Instructions for the task>
Reproduce the following records exactly from the line containing "Might I ask you to indicate the dirt" onward, ending with the last line and including it.
----------------
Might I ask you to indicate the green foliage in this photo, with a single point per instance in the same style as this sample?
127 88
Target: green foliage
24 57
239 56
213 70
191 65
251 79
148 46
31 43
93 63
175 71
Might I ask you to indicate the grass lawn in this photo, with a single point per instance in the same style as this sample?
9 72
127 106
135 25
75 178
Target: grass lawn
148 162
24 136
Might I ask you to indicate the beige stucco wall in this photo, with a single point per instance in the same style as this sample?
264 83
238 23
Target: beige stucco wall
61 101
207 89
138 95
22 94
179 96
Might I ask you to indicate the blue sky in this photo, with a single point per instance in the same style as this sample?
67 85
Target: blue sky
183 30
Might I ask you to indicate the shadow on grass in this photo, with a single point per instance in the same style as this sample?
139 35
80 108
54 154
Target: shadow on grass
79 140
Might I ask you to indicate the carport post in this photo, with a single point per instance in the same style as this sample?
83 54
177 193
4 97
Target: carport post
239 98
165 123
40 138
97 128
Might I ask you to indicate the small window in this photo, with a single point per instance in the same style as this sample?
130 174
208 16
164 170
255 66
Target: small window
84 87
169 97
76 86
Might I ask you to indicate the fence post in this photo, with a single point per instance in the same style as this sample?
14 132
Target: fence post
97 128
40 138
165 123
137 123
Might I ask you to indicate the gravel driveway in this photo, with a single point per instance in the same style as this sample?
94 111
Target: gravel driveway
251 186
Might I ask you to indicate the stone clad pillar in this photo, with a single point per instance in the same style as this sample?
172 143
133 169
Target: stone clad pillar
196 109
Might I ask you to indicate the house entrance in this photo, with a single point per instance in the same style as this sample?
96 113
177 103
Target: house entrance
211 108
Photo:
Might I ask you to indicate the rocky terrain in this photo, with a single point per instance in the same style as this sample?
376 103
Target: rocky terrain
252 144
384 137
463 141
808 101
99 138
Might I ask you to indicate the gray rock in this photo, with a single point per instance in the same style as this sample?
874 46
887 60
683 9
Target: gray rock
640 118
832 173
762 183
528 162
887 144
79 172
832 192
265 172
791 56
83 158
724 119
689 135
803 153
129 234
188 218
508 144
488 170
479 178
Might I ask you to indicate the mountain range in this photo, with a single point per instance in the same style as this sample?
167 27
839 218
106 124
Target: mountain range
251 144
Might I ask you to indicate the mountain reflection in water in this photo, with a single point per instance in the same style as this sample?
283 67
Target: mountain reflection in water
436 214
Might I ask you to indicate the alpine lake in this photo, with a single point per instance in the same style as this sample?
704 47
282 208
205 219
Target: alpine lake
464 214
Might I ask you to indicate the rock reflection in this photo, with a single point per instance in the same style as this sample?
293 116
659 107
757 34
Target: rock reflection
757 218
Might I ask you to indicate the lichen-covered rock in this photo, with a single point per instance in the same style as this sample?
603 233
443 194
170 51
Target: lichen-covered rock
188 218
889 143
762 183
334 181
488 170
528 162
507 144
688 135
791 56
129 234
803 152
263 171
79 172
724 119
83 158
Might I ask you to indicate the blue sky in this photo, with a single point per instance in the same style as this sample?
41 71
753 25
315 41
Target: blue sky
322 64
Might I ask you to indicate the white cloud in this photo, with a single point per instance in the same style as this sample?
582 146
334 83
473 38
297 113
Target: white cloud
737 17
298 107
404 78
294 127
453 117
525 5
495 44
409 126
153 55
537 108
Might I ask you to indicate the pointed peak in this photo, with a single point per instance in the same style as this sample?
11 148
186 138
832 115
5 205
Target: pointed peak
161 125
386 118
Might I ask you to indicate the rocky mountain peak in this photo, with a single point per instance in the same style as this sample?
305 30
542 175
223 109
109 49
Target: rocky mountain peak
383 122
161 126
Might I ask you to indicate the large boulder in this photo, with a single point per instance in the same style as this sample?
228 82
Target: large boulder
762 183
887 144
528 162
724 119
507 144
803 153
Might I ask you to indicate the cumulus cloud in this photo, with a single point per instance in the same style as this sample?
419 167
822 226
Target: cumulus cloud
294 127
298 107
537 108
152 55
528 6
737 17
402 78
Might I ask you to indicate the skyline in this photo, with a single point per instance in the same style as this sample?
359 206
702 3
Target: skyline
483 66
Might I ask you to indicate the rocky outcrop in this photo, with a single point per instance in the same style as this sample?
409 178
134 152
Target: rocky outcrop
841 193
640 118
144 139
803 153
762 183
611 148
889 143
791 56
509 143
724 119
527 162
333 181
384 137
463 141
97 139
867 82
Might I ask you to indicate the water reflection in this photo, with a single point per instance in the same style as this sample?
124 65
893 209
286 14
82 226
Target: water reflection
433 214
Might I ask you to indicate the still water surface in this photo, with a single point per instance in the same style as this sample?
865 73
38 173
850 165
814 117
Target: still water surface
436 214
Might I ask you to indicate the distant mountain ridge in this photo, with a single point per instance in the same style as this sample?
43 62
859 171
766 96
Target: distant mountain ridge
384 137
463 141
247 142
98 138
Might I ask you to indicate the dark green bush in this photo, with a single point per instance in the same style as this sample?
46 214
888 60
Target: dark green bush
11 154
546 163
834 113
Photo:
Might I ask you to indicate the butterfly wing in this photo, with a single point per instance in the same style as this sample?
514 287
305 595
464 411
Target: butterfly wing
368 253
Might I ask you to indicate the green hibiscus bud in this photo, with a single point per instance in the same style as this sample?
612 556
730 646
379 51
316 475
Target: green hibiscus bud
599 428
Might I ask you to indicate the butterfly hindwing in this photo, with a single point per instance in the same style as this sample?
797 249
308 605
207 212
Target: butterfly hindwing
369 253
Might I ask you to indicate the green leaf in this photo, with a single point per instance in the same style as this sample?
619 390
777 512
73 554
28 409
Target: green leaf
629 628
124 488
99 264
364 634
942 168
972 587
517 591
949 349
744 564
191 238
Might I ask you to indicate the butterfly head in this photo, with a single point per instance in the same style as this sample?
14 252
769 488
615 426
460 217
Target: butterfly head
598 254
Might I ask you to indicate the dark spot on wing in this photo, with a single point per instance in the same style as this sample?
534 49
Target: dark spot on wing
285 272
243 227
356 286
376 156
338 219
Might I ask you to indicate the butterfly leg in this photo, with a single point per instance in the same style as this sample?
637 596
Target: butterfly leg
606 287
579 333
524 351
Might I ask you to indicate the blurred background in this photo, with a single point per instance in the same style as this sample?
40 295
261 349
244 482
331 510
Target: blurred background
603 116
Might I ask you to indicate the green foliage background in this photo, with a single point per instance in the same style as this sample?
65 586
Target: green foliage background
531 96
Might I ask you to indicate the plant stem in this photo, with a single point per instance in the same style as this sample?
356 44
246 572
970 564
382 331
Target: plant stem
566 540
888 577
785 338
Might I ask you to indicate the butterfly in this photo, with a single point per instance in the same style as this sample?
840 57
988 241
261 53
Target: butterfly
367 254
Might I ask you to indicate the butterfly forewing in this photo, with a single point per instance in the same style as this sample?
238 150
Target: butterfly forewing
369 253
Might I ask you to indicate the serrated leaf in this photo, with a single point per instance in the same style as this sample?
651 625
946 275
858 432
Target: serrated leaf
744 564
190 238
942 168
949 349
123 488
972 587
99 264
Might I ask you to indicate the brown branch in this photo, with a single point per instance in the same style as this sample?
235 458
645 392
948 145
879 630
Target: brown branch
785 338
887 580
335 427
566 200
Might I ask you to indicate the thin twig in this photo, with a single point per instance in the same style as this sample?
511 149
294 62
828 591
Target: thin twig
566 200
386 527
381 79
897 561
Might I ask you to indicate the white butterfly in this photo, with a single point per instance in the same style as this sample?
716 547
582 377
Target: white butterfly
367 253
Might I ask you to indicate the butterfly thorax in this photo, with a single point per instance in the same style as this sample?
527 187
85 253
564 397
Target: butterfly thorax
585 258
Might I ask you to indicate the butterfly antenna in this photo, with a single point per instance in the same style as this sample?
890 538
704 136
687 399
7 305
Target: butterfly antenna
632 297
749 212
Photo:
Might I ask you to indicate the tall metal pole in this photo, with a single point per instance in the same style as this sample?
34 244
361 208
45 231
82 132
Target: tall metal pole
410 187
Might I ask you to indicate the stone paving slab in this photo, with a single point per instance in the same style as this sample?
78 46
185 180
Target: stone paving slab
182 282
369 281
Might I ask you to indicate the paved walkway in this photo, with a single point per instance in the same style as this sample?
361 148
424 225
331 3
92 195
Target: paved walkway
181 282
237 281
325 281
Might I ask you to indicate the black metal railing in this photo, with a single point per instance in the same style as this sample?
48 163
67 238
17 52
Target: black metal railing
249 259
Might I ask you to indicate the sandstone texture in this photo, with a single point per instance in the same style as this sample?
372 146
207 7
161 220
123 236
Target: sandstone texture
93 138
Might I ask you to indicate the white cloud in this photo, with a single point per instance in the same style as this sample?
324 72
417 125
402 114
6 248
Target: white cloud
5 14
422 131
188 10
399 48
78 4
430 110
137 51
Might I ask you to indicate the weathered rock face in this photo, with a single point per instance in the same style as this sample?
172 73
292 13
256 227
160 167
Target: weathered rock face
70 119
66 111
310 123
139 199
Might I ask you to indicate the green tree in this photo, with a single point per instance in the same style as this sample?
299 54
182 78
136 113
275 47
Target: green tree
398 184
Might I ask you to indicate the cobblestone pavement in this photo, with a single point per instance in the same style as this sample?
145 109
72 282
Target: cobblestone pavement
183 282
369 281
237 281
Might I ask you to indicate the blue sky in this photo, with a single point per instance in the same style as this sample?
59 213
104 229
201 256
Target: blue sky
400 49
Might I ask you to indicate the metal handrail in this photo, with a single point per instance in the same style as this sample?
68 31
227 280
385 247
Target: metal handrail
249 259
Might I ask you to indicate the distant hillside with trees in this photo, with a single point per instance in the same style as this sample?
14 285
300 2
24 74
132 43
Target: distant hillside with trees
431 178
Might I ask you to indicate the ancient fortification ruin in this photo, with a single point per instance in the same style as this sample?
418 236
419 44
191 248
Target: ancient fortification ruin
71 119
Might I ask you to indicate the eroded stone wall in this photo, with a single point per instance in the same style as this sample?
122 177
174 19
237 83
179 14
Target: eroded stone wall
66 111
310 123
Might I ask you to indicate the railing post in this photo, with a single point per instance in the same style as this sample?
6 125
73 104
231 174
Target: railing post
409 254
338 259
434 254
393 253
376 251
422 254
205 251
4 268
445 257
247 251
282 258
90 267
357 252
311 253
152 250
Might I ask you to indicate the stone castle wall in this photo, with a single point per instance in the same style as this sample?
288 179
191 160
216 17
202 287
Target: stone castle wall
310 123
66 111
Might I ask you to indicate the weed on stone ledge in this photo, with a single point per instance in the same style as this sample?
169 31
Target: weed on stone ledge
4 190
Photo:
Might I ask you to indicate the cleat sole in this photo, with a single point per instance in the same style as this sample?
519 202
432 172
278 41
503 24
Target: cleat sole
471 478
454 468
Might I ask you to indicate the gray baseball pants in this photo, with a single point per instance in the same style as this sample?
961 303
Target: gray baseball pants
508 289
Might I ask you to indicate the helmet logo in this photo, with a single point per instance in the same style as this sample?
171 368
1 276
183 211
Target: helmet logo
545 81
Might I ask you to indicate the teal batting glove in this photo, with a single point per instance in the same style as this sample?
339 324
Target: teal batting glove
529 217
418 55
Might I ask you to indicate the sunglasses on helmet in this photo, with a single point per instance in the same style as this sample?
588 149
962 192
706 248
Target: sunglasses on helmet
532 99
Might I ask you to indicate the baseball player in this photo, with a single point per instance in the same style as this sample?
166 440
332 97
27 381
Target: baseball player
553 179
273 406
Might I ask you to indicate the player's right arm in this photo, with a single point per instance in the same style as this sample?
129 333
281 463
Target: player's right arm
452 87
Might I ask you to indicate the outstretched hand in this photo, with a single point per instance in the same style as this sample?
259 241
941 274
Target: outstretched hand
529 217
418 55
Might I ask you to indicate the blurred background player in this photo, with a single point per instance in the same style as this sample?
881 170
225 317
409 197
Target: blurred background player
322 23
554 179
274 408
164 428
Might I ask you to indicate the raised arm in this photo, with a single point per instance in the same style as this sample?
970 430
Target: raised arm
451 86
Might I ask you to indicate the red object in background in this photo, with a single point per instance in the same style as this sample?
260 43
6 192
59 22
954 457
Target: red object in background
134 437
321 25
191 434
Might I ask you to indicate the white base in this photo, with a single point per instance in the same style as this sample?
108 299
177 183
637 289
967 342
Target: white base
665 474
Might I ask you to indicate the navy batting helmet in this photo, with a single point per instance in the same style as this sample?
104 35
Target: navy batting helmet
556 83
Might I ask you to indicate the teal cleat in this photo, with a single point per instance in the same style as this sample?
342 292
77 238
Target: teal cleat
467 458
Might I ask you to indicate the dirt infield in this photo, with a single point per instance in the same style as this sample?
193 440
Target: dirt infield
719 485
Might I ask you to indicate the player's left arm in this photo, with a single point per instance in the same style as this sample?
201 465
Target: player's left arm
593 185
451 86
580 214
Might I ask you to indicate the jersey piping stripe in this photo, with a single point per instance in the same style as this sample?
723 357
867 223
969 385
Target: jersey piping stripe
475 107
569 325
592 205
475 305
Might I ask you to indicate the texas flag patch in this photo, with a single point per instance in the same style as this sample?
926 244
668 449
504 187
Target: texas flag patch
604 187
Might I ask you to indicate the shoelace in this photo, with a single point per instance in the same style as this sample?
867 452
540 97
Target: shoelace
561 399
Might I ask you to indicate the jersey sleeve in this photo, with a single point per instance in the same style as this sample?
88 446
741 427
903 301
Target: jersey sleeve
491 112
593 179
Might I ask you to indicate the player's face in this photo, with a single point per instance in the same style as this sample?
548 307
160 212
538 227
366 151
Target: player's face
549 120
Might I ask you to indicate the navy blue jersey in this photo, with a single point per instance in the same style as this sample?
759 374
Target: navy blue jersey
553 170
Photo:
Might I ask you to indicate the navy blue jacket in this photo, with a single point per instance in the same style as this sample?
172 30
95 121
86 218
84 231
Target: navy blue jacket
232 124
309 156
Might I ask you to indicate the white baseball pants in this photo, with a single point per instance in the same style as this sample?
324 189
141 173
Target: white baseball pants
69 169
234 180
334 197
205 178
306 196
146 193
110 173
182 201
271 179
----------------
The completed task>
Might I ask you to indicate the dirt infield in this photo, with a single point per instance in the same style as this sample?
193 440
Target: dirt infield
719 485
Might I ask you to indicate the player's left arm in this photo, with a single point per instance in the same style as this sample?
201 465
Target: player's left arm
593 185
451 86
580 214
Might I ask you to indicate the jersey piping stripe in this photo, with a single point per instance in the same style as this sample?
723 357
867 223
969 385
Target: jersey piping stripe
475 107
569 325
592 205
475 305
Might I ask you to indicate the texas flag patch in this photo, with a single point per instance in the same style as this sample?
926 244
668 449
504 187
Target: texas flag patch
604 187
Might I ask you to indicate the shoelace in this photo, with a single point per instance in the same style as this sample?
867 452
540 97
Target: shoelace
561 399
Might I ask you to indicate the jersey sleeve in this photo, with a single point per instance in the same style as this sample?
88 446
741 427
903 301
Target: jersey sleeve
491 112
593 179
Might I ask you to indicate the player's face in this photo, with a single point per instance in the same style as this sample?
548 307
160 212
538 227
366 151
Target: player's face
549 120
Might I ask you to indicate the navy blue jersey in this photo, with a single point per instance in the same style as this sample?
759 374
Target: navy blue jersey
553 170
Photo:
Might I ask you to indicate the navy blue jacket in this photo, with a single point per instance in the same style as this sample?
172 30
95 121
86 218
84 231
Target: navy blue jacket
232 124
309 156
Might I ask you to indicate the white baseball pants in this photo, with a single point per instance in the same style as this sample?
324 189
141 173
Target: white baseball pants
69 169
234 180
334 197
205 178
306 196
146 193
110 173
182 201
271 179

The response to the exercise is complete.